Labeled-object pointing entries:
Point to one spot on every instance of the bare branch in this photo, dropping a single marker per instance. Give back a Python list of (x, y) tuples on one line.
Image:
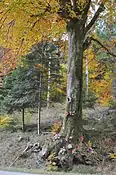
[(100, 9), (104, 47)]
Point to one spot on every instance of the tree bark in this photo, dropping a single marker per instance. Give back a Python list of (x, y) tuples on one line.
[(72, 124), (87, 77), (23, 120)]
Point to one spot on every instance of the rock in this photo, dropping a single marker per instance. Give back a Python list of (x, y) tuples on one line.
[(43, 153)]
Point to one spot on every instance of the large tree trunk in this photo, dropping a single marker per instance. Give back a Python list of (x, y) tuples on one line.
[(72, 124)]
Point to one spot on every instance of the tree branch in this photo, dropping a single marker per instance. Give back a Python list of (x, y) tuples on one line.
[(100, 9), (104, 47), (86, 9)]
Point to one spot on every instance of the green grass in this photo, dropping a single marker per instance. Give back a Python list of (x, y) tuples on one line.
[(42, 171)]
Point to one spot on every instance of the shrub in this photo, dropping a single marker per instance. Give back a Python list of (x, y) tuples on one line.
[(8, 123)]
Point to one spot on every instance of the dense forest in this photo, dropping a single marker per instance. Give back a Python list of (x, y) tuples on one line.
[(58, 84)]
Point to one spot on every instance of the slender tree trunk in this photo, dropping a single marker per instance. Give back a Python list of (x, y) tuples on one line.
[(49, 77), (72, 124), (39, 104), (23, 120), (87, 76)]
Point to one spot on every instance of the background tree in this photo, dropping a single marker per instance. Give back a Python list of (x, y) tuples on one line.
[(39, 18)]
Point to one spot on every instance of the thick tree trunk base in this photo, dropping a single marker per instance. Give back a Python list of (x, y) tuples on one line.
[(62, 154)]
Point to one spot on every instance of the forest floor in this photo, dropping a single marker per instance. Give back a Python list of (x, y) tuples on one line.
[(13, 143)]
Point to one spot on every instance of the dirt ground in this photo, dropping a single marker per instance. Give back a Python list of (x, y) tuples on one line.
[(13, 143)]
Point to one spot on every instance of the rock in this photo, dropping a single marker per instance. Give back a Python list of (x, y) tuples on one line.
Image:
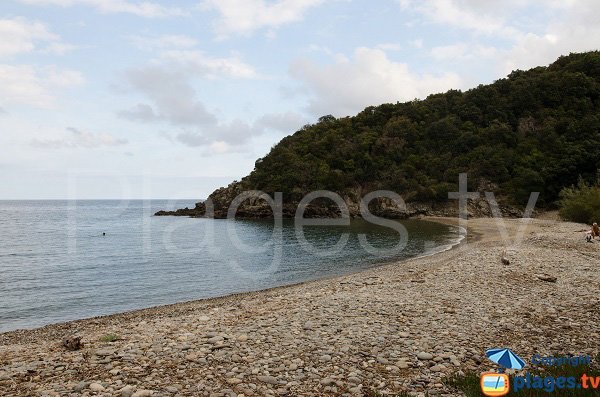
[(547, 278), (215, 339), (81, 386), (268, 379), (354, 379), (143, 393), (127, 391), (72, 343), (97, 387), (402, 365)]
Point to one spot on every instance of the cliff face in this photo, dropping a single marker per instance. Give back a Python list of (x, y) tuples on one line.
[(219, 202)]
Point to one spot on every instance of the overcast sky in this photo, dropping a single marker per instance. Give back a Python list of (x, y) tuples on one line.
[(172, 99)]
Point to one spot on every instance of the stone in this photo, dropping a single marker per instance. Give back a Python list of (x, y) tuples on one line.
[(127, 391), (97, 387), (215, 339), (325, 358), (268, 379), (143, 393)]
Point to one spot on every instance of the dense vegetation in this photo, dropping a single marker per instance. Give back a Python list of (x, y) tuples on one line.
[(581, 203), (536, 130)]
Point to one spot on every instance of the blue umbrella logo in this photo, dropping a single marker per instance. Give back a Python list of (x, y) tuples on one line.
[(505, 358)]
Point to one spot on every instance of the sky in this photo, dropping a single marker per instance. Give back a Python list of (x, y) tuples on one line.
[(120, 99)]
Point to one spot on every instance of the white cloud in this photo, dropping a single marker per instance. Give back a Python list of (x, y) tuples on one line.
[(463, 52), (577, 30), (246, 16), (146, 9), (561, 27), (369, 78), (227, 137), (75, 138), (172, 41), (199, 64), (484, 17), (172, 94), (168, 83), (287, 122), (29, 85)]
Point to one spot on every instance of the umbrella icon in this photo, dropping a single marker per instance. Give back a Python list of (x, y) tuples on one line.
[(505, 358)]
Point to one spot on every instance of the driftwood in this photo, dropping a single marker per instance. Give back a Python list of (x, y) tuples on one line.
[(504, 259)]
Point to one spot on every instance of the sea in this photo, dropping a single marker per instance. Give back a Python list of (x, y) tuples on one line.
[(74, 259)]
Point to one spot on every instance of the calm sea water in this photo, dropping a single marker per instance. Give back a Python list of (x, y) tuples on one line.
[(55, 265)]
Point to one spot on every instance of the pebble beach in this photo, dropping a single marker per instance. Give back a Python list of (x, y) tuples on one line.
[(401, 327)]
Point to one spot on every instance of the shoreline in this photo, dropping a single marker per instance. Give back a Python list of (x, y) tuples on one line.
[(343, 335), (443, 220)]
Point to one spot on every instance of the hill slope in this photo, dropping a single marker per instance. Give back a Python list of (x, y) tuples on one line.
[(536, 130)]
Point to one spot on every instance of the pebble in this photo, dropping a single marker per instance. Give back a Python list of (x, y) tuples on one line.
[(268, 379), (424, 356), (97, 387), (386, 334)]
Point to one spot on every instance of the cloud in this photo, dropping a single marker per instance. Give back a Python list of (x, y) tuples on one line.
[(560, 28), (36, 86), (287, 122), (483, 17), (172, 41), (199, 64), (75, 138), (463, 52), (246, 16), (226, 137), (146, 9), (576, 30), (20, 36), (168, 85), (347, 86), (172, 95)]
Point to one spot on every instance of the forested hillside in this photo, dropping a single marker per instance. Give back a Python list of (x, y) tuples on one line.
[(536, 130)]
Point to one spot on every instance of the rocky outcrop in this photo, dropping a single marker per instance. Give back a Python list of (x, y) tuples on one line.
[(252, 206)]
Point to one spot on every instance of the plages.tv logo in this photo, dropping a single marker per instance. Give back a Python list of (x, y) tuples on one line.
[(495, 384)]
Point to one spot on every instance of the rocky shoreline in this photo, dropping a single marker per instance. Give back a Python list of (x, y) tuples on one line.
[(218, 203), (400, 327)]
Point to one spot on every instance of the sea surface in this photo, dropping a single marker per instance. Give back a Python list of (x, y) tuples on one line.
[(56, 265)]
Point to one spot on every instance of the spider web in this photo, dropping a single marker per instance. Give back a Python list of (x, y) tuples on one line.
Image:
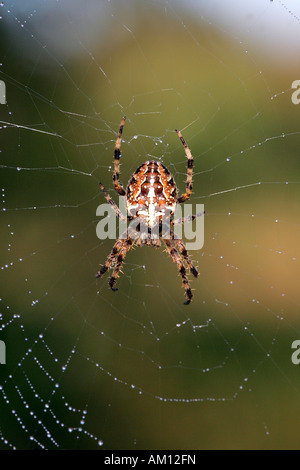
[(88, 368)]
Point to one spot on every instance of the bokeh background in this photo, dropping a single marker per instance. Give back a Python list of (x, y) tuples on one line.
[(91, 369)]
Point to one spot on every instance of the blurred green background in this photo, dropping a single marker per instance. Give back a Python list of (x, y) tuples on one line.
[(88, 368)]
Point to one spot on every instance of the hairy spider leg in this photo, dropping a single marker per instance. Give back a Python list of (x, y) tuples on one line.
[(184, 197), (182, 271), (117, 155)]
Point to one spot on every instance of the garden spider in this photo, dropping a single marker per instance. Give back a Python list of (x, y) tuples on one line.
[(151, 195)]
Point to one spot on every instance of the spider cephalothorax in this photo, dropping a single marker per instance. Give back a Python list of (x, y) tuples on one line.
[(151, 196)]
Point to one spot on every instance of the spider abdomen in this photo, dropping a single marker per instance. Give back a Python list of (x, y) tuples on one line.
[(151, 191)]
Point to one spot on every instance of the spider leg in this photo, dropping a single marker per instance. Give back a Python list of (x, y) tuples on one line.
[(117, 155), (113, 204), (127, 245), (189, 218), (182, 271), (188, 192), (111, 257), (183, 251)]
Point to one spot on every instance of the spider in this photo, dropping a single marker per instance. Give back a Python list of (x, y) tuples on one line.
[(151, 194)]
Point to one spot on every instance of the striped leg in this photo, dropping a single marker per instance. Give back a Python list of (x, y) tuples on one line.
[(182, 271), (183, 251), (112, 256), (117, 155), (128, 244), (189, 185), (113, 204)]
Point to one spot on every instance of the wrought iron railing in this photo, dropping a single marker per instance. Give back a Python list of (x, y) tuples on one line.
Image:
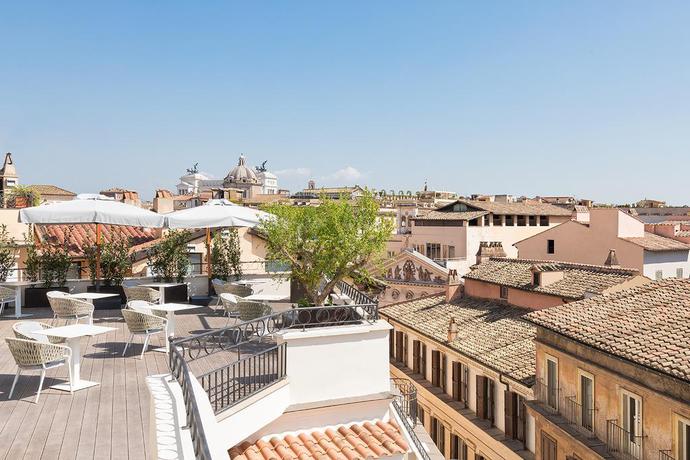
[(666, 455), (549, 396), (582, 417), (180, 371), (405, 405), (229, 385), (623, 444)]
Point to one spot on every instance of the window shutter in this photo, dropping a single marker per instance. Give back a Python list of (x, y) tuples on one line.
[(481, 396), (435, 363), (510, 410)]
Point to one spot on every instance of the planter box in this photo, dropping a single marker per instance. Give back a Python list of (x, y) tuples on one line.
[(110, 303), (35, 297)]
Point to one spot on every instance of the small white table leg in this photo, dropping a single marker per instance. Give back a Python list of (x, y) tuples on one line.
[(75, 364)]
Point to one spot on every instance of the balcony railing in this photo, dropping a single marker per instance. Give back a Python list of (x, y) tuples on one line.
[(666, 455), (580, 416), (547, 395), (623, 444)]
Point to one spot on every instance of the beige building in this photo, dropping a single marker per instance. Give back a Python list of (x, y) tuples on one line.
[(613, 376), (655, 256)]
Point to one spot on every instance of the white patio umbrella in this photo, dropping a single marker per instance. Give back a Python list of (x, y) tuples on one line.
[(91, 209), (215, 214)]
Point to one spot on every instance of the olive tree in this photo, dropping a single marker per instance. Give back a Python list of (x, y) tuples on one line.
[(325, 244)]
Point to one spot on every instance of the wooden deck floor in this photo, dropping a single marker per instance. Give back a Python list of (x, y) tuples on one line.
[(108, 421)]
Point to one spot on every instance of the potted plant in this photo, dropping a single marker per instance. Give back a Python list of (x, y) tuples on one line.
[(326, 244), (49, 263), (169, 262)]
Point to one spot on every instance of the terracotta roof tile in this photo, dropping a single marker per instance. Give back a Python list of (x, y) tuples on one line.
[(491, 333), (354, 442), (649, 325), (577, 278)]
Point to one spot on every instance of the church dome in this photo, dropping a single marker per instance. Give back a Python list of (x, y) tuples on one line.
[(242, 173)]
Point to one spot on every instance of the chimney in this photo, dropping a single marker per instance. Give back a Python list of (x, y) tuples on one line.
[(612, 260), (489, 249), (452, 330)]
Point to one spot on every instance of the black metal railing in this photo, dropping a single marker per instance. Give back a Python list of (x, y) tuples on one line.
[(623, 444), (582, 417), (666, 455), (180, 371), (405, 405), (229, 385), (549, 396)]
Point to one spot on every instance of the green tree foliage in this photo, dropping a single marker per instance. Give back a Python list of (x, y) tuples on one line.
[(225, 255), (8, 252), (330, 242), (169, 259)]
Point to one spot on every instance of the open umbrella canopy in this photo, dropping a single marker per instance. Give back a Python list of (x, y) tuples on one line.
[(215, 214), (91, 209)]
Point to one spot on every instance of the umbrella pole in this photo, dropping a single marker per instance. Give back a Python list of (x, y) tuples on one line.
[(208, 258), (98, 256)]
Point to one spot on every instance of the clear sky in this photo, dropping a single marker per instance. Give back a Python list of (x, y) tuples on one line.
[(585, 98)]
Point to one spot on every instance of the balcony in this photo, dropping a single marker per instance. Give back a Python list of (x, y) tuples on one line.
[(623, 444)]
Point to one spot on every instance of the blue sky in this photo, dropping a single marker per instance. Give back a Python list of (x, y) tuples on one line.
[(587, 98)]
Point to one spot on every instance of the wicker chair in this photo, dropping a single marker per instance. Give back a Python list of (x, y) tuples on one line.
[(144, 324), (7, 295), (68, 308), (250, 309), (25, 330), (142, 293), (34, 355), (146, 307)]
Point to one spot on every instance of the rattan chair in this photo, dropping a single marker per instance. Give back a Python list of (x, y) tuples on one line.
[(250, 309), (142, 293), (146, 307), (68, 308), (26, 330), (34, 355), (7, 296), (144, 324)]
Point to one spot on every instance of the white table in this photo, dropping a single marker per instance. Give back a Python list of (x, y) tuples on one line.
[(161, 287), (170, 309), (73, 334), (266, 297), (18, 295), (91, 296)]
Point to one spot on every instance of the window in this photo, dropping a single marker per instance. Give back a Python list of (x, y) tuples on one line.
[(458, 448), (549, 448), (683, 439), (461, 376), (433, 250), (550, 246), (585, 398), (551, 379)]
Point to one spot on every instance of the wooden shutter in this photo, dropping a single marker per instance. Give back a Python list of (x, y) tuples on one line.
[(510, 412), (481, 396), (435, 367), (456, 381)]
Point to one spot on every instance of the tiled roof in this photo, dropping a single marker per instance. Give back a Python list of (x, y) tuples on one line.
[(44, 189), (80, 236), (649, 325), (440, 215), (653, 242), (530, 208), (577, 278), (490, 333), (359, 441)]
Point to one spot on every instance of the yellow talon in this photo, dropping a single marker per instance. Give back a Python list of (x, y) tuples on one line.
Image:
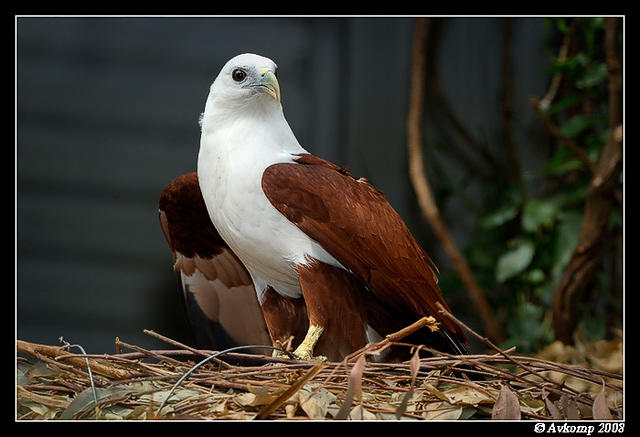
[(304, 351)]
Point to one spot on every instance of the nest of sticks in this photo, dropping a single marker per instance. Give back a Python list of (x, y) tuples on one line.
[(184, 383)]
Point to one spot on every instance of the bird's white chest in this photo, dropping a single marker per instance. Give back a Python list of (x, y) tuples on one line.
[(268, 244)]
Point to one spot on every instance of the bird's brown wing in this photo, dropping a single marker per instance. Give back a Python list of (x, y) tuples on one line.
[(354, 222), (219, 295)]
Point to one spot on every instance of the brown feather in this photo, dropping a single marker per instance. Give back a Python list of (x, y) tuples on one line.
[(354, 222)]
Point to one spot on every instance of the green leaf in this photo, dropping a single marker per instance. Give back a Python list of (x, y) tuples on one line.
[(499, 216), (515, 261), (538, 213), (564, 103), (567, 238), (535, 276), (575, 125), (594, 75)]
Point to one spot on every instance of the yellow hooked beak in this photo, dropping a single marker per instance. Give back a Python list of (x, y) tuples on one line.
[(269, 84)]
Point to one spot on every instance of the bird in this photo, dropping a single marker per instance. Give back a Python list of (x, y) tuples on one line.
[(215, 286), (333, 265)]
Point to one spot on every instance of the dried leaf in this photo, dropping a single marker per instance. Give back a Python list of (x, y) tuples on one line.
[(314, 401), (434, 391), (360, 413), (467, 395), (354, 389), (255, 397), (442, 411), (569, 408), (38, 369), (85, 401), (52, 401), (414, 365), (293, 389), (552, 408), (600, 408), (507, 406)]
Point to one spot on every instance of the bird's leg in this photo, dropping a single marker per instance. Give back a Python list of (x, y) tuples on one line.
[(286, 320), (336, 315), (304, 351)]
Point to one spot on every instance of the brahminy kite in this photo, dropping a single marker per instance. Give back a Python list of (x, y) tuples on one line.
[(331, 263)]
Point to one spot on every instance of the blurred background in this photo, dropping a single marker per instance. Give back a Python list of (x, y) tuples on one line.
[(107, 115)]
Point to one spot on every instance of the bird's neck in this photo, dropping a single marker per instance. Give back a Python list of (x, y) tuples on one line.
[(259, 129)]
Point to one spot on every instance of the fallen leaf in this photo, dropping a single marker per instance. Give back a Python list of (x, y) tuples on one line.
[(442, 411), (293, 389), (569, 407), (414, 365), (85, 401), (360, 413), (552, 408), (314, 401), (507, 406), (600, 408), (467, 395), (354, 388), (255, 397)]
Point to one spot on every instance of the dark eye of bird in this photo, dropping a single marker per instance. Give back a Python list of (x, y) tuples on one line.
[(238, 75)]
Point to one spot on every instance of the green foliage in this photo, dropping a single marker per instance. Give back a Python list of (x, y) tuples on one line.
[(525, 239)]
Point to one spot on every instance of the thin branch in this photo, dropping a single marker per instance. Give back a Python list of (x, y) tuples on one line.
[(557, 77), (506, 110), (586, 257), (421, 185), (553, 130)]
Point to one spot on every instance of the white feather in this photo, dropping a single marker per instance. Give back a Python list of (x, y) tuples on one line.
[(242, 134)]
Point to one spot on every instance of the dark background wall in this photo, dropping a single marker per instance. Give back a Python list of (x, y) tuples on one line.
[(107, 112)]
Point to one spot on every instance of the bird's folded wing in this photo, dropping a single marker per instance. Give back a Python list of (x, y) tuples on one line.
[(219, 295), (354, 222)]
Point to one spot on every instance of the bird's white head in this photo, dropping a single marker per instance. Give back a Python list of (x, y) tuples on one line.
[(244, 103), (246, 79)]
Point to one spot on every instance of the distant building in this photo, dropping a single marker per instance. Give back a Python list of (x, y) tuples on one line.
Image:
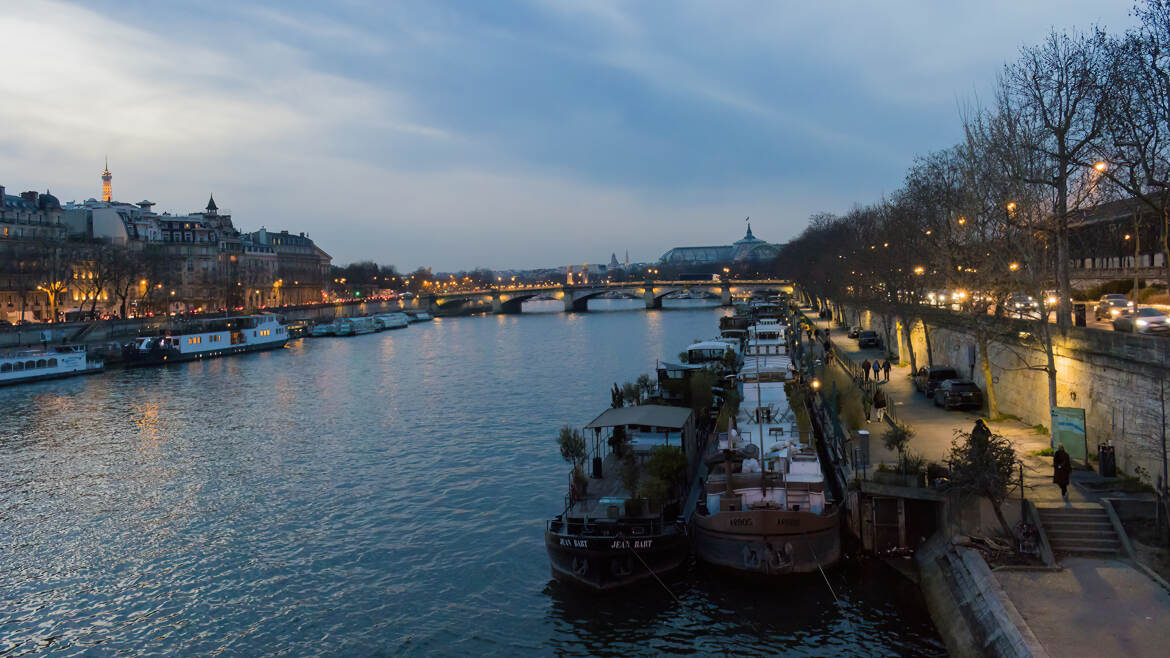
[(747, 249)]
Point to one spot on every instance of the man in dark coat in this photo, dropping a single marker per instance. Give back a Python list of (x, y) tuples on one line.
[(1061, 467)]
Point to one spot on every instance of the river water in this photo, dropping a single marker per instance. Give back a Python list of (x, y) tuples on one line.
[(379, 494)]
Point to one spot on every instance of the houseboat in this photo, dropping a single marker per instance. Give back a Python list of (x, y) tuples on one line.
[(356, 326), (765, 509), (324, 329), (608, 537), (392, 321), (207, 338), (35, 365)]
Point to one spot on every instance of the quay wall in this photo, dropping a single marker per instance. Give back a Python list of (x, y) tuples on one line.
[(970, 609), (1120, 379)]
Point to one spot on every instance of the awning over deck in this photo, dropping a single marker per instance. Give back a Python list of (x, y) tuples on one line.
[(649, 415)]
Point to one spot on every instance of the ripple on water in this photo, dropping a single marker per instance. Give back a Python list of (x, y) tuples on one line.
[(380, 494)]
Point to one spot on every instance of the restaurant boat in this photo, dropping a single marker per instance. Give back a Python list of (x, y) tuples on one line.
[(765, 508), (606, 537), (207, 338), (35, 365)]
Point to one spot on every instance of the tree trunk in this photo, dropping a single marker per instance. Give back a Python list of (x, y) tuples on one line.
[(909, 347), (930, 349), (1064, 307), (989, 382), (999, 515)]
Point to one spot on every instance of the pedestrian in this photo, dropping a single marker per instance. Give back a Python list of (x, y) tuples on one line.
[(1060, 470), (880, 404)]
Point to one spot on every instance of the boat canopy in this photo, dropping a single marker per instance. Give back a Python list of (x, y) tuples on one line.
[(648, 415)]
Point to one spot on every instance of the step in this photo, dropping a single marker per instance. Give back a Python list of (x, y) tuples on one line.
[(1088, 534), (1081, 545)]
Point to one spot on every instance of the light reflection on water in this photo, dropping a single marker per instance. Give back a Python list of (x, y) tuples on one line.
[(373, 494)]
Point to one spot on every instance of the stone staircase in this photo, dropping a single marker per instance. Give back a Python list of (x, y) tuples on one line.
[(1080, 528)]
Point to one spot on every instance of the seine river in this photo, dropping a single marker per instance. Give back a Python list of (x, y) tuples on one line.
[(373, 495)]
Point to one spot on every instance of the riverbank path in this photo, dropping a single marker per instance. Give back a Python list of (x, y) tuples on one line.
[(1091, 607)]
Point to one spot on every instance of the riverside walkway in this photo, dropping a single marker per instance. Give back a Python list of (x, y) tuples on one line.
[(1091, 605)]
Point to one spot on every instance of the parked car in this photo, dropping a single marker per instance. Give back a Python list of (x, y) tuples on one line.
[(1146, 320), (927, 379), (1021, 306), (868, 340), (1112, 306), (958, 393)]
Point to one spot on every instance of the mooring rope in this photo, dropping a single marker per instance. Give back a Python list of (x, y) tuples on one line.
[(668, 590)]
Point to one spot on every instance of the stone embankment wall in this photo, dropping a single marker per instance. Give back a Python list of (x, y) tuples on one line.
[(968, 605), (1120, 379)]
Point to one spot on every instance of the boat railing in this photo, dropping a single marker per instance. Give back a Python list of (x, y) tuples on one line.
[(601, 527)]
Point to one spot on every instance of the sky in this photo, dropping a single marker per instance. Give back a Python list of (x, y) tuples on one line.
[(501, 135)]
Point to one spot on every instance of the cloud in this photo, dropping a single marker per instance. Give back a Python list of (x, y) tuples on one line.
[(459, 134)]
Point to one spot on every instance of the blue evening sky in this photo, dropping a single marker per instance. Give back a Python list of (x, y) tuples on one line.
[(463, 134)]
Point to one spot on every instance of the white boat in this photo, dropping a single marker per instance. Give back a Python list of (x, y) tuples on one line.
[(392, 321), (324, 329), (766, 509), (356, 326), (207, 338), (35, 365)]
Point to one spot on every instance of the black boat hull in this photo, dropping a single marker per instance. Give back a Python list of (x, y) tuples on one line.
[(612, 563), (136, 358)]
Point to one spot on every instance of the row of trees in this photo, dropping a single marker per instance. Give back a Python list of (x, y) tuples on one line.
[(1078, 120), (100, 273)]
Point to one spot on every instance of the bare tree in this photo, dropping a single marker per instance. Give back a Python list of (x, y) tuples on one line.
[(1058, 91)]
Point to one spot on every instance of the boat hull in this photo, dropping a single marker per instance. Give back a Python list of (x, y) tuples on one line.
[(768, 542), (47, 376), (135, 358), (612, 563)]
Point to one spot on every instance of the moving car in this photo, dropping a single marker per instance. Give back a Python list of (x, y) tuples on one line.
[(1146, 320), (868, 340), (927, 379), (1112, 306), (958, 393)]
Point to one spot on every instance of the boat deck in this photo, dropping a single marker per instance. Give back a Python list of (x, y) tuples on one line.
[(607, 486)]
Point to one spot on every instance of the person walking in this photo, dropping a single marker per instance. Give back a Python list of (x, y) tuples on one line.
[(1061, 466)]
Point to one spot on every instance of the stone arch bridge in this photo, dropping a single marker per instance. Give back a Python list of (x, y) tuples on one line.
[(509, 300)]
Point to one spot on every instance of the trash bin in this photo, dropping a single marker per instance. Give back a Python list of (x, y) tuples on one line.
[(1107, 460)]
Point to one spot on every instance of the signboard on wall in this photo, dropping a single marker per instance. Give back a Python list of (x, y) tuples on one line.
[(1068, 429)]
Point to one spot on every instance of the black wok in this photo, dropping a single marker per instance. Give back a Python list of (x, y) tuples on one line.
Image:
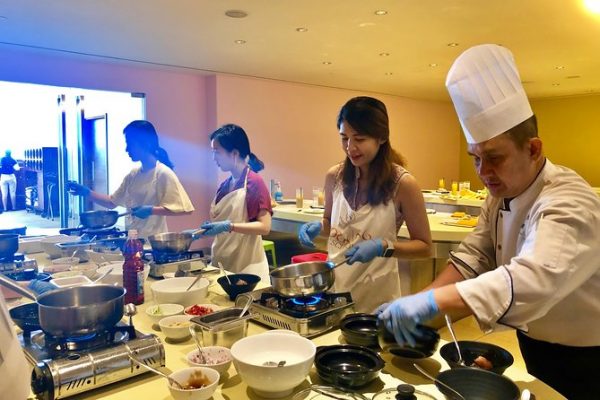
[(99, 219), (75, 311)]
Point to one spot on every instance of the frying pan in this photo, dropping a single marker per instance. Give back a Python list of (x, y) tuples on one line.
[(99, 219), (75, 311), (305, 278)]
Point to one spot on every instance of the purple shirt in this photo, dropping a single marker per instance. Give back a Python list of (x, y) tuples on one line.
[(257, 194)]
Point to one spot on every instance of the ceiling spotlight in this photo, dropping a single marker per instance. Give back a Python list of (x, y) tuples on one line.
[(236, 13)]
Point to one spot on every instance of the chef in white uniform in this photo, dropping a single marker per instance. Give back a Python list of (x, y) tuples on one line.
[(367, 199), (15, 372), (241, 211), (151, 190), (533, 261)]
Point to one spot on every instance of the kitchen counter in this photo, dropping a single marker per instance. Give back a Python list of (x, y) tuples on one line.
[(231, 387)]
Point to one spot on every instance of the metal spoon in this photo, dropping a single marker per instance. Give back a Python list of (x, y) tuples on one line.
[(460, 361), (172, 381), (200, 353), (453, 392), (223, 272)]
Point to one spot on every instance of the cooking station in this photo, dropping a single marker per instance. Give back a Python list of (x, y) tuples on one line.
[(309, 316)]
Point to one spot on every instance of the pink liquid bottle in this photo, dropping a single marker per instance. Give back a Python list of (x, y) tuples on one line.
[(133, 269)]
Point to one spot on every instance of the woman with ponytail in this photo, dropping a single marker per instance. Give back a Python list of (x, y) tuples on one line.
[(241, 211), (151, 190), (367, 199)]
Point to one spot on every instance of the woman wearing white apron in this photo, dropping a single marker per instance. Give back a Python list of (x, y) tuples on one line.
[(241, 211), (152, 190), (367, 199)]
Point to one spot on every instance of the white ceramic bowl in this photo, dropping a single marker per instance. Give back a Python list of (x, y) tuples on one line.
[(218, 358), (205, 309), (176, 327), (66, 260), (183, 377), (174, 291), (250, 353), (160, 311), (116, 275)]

**Given task:** Convert the listing, starting at the line containing "Point to one spot on every instance of the bird's neck" and ending at the line containing "388), (255, 397)]", into a two-column CSV with the headers input and output. Put each text line and the answer that follows it in one row, with each value in a single quoted field and any line breaks replaced by spaces.

**Answer:**
input,output
"Point to one spot on every instance of the bird's neck in this photo, dropping a single marker per instance. Give back a Python list of (x, y) tuples on one line.","[(259, 129)]"
"Point to one spot on every instance of the fallen leaf in this photo, dropping a single marker per instance. Give back a Python list of (x, y) tuples on one line.","[(442, 411), (293, 389), (569, 407), (414, 365), (85, 401), (360, 413), (552, 408), (314, 401), (507, 406), (600, 408), (467, 395), (354, 388), (255, 397)]"